**Instruction:** Recast each line of the records below as a JSON array of strings, one string per line, with blank lines omitted.

[Pointing entries for labeled objects]

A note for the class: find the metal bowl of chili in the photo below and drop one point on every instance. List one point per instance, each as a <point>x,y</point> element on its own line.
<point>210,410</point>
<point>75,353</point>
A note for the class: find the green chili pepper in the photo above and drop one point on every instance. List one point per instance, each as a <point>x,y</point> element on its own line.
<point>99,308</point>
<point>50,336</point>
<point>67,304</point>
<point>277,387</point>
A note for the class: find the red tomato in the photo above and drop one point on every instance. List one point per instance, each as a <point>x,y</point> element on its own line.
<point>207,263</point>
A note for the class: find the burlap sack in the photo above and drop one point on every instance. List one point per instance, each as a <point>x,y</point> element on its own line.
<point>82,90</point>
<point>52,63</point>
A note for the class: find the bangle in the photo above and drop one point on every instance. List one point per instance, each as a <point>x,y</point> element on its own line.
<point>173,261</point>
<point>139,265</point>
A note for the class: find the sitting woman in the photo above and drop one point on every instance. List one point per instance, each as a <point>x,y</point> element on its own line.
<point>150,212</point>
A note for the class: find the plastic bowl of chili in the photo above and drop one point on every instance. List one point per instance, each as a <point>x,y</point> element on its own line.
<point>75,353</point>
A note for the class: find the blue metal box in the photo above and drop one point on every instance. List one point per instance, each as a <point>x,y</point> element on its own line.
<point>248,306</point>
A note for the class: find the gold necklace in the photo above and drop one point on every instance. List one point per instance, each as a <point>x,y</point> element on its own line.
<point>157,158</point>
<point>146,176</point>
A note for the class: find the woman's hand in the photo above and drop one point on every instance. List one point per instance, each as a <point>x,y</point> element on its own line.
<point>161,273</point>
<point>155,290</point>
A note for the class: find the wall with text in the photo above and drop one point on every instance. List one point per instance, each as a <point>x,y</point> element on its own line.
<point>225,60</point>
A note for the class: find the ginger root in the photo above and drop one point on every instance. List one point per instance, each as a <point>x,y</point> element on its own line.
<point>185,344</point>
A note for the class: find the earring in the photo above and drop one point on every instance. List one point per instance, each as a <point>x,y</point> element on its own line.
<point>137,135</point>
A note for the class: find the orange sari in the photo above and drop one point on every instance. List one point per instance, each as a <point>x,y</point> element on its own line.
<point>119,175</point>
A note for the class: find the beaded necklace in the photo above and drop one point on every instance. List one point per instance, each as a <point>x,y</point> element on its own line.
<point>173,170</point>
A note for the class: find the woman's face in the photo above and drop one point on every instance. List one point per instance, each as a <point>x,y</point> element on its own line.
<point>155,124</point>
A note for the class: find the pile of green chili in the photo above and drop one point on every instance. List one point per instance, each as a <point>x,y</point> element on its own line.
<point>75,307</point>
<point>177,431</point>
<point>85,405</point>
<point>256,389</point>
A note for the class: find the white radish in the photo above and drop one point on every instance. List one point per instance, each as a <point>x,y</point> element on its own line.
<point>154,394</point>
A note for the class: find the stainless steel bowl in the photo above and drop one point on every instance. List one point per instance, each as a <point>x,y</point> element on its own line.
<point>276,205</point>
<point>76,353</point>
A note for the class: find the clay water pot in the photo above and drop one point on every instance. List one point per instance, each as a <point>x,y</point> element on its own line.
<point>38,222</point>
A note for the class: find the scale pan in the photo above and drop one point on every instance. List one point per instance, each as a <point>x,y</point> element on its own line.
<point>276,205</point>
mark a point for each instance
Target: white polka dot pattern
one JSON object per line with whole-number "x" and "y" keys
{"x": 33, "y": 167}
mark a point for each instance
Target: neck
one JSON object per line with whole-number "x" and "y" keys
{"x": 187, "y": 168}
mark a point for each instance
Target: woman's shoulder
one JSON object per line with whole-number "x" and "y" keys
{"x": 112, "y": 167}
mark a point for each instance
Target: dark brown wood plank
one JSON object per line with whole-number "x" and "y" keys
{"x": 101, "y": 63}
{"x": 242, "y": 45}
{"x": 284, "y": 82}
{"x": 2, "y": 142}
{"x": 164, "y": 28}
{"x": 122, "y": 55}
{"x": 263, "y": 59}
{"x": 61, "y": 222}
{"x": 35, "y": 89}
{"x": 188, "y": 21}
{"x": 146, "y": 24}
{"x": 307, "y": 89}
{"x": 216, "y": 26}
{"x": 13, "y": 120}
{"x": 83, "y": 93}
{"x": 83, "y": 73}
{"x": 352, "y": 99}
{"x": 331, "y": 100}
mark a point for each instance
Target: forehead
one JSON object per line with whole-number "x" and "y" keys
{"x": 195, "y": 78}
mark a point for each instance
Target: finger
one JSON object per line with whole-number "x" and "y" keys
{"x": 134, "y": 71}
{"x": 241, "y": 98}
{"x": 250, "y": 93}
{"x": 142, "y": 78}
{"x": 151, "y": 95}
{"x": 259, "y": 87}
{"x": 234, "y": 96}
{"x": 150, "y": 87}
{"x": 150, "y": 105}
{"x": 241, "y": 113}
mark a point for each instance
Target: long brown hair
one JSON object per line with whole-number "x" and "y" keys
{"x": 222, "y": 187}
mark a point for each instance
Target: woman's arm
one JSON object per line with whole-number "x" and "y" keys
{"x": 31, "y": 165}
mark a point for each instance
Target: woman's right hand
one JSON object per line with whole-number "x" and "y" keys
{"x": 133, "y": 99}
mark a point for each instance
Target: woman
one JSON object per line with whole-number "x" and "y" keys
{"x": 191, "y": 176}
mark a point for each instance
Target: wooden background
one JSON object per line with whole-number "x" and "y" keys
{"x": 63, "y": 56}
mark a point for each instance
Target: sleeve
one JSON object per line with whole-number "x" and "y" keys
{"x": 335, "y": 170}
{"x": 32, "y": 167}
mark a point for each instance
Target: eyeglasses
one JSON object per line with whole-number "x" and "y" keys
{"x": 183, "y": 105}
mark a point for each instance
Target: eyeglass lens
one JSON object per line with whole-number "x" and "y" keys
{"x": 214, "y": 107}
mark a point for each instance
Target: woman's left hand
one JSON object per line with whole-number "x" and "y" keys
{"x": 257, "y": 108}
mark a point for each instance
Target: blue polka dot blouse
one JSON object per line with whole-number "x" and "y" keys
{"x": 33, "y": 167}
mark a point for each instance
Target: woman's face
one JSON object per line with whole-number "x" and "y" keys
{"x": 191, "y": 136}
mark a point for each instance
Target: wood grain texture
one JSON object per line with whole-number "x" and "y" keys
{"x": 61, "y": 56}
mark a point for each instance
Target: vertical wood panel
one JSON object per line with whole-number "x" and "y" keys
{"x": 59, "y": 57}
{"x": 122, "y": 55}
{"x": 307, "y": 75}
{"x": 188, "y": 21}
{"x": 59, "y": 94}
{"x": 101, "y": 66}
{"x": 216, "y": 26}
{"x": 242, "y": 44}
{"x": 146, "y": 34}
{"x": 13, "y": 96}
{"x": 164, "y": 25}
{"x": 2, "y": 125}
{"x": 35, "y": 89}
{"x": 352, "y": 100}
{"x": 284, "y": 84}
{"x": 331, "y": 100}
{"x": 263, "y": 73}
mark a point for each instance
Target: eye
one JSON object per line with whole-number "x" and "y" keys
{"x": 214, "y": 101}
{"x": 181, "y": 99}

**Response to the task:**
[
  "A note for the class: find the metal bowl of chili in the photo below and drop one point on every instance. List one point per instance, each as a <point>x,y</point> element on its own line.",
  "<point>210,410</point>",
  "<point>75,353</point>",
  "A note for the class: find the green chili pepper in the photo above and drop one point on every instance. List one point per instance, each as a <point>x,y</point> element on its own line.",
  "<point>99,308</point>",
  "<point>50,336</point>",
  "<point>67,304</point>",
  "<point>277,387</point>",
  "A note for the class: find the red tomato in the photo above and drop one point on every instance. List one point per instance, each as a <point>x,y</point> element on its own line.",
  "<point>207,263</point>",
  "A note for the class: find the burlap sack in the photo above and drop one point on every instance. List one point per instance, each as a <point>x,y</point> element on its own line.",
  "<point>82,90</point>",
  "<point>52,63</point>",
  "A note for the class: find the bangle in the photo above and drop one point on every instance. List one point per instance, each as a <point>x,y</point> element on its own line.",
  "<point>173,261</point>",
  "<point>139,265</point>",
  "A note for the class: find the sitting woman in the photo above and drop one point on every instance. List one point per instance, each as a <point>x,y</point> element on its own line.",
  "<point>150,212</point>",
  "A note for the class: find the plastic bowl of chili in the photo above and drop one point on every instance. List one point per instance, each as a <point>x,y</point> element on its own line.",
  "<point>75,353</point>",
  "A note for the class: find the blue metal box in the photo above and drop one point on every instance. List one point per instance, each as a <point>x,y</point> element on its own line.",
  "<point>248,306</point>",
  "A note for the class: find the gold necklace in the photo above and drop one point on every instance. List one point per instance, each as a <point>x,y</point> element on its own line.",
  "<point>157,158</point>",
  "<point>146,176</point>",
  "A note for the class: find the woman's hand in the photo above and drop one point on every instance. List one point per instance, each as a <point>x,y</point> element on its own line.",
  "<point>161,273</point>",
  "<point>155,290</point>",
  "A note for the class: find the wall with text in the photo above and drop one point on every instance. List one point per instance, each as a <point>x,y</point> element on its own line.",
  "<point>225,60</point>",
  "A note for the class: find the ginger root in the photo above and drop one point on every instance. List one point per instance, each as a <point>x,y</point> element on its own line.",
  "<point>185,344</point>",
  "A note for the class: find the earring in the photo above and drop one point on every instance. List one point per instance, each as a <point>x,y</point> element on its own line.",
  "<point>137,135</point>",
  "A note for the class: find the orange sari in the photo above and drop one point on every instance. List one point per instance, each as a <point>x,y</point> element on its own line.",
  "<point>119,175</point>",
  "A note for the class: find the beaded necklace in the photo above and drop one point on every instance. List one point per instance, each as a <point>x,y</point> element on its own line.",
  "<point>173,170</point>",
  "A note for the class: find the woman's face in the photo above and drop one point on every instance. List one point per instance, each as a <point>x,y</point> element on its own line.",
  "<point>155,124</point>",
  "A note for the class: find the pile of green chili in the photo above and drop one point on every instance. List one point per instance, each as a <point>x,y</point> element on its own line.",
  "<point>75,307</point>",
  "<point>177,431</point>",
  "<point>85,405</point>",
  "<point>256,389</point>",
  "A note for the class: find the white radish in the photo above and drop one point on every instance. List one point per instance, each as a <point>x,y</point> element on its own line.",
  "<point>154,394</point>",
  "A note for the class: find the stainless steel bowl in the photo above and drop one point on every instance. List one point per instance, each as a <point>x,y</point> element on its own line.",
  "<point>276,205</point>",
  "<point>76,353</point>",
  "A note for the class: find the clay water pot in the photo above and drop one point on every instance. List one point per instance, each as a <point>x,y</point> element on its own line.",
  "<point>38,222</point>",
  "A note for the class: find the scale pan in the photo above and drop one point on every instance. List one point per instance, each as a <point>x,y</point> element on its own line.",
  "<point>276,205</point>",
  "mark a point for each instance",
  "Target: white polka dot pattern",
  "one JSON object per line with whole-number \"x\" and \"y\" keys",
  "{\"x\": 33, \"y\": 167}",
  "mark a point for each instance",
  "Target: neck",
  "one JSON object per line with whole-number \"x\" and \"y\" keys",
  "{\"x\": 187, \"y\": 168}",
  "mark a point for each instance",
  "Target: woman's shoulder",
  "one JSON object per line with whole-number \"x\" and \"y\" keys",
  "{\"x\": 112, \"y\": 167}",
  "mark a point for each instance",
  "Target: dark brown wood plank",
  "one JSON object per line with whole-number \"x\" and \"y\" keys",
  "{\"x\": 101, \"y\": 63}",
  "{\"x\": 242, \"y\": 45}",
  "{\"x\": 284, \"y\": 82}",
  "{\"x\": 2, \"y\": 142}",
  "{\"x\": 164, \"y\": 28}",
  "{\"x\": 122, \"y\": 55}",
  "{\"x\": 263, \"y\": 59}",
  "{\"x\": 61, \"y\": 222}",
  "{\"x\": 35, \"y\": 89}",
  "{\"x\": 188, \"y\": 21}",
  "{\"x\": 146, \"y\": 24}",
  "{\"x\": 307, \"y\": 89}",
  "{\"x\": 216, \"y\": 26}",
  "{\"x\": 13, \"y\": 120}",
  "{\"x\": 83, \"y\": 93}",
  "{\"x\": 83, \"y\": 73}",
  "{\"x\": 352, \"y\": 99}",
  "{\"x\": 331, \"y\": 100}",
  "mark a point for each instance",
  "Target: forehead",
  "one JSON object per line with whole-number \"x\" and \"y\" keys",
  "{\"x\": 195, \"y\": 78}",
  "mark a point for each instance",
  "Target: finger",
  "one JSON object per line with whole-number \"x\" and \"y\" keys",
  "{\"x\": 134, \"y\": 71}",
  "{\"x\": 241, \"y\": 98}",
  "{\"x\": 250, \"y\": 93}",
  "{\"x\": 142, \"y\": 78}",
  "{\"x\": 151, \"y\": 95}",
  "{\"x\": 259, \"y\": 87}",
  "{\"x\": 234, \"y\": 96}",
  "{\"x\": 150, \"y\": 87}",
  "{\"x\": 150, \"y\": 105}",
  "{\"x\": 241, \"y\": 113}",
  "mark a point for each instance",
  "Target: long brown hair",
  "one JSON object per line with whole-number \"x\" and \"y\" keys",
  "{\"x\": 222, \"y\": 187}",
  "mark a point for each instance",
  "Target: woman's arm",
  "one JSON object per line with whole-number \"x\" and \"y\" keys",
  "{\"x\": 31, \"y\": 165}",
  "mark a point for each instance",
  "Target: woman's right hand",
  "one JSON object per line with whole-number \"x\" and \"y\" keys",
  "{\"x\": 133, \"y\": 99}",
  "mark a point for each instance",
  "Target: woman",
  "one JSON object per line with whole-number \"x\" and \"y\" keys",
  "{\"x\": 191, \"y\": 176}",
  "mark a point for each instance",
  "Target: wooden background",
  "one JSON object per line with whole-number \"x\" and \"y\" keys",
  "{\"x\": 63, \"y\": 56}",
  "mark a point for each instance",
  "Target: sleeve",
  "one JSON object per line with whole-number \"x\" and \"y\" keys",
  "{\"x\": 335, \"y\": 170}",
  "{\"x\": 32, \"y\": 167}",
  "mark a point for each instance",
  "Target: eyeglasses",
  "one JSON object per line with whole-number \"x\" and \"y\" keys",
  "{\"x\": 183, \"y\": 105}",
  "mark a point for each instance",
  "Target: eyeglass lens",
  "one JSON object per line with whole-number \"x\" and \"y\" keys",
  "{\"x\": 214, \"y\": 107}",
  "mark a point for each instance",
  "Target: woman's left hand",
  "one JSON object per line with whole-number \"x\" and \"y\" keys",
  "{\"x\": 257, \"y\": 108}",
  "mark a point for each instance",
  "Target: blue polka dot blouse",
  "one JSON object per line with whole-number \"x\" and \"y\" keys",
  "{\"x\": 33, \"y\": 167}",
  "mark a point for each instance",
  "Target: woman's face",
  "one JSON object per line with whole-number \"x\" and \"y\" keys",
  "{\"x\": 191, \"y\": 136}",
  "mark a point for each instance",
  "Target: wood grain texture",
  "one JSON object per line with whole-number \"x\" and \"y\" keys",
  "{\"x\": 61, \"y\": 56}",
  "mark a point for each instance",
  "Target: vertical wood panel",
  "one JSON object per line with whole-number \"x\" and \"y\" keys",
  "{\"x\": 59, \"y\": 57}",
  "{\"x\": 122, \"y\": 55}",
  "{\"x\": 307, \"y\": 75}",
  "{\"x\": 188, \"y\": 21}",
  "{\"x\": 59, \"y\": 94}",
  "{\"x\": 101, \"y\": 66}",
  "{\"x\": 216, \"y\": 26}",
  "{\"x\": 242, \"y\": 44}",
  "{\"x\": 146, \"y\": 34}",
  "{\"x\": 13, \"y\": 96}",
  "{\"x\": 164, \"y\": 25}",
  "{\"x\": 2, \"y\": 125}",
  "{\"x\": 35, \"y\": 89}",
  "{\"x\": 352, \"y\": 100}",
  "{\"x\": 284, \"y\": 84}",
  "{\"x\": 331, \"y\": 100}",
  "{\"x\": 263, \"y\": 73}",
  "mark a point for each instance",
  "Target: eye",
  "one JSON object per line with whole-number \"x\" and \"y\" keys",
  "{\"x\": 214, \"y\": 101}",
  "{\"x\": 181, \"y\": 99}"
]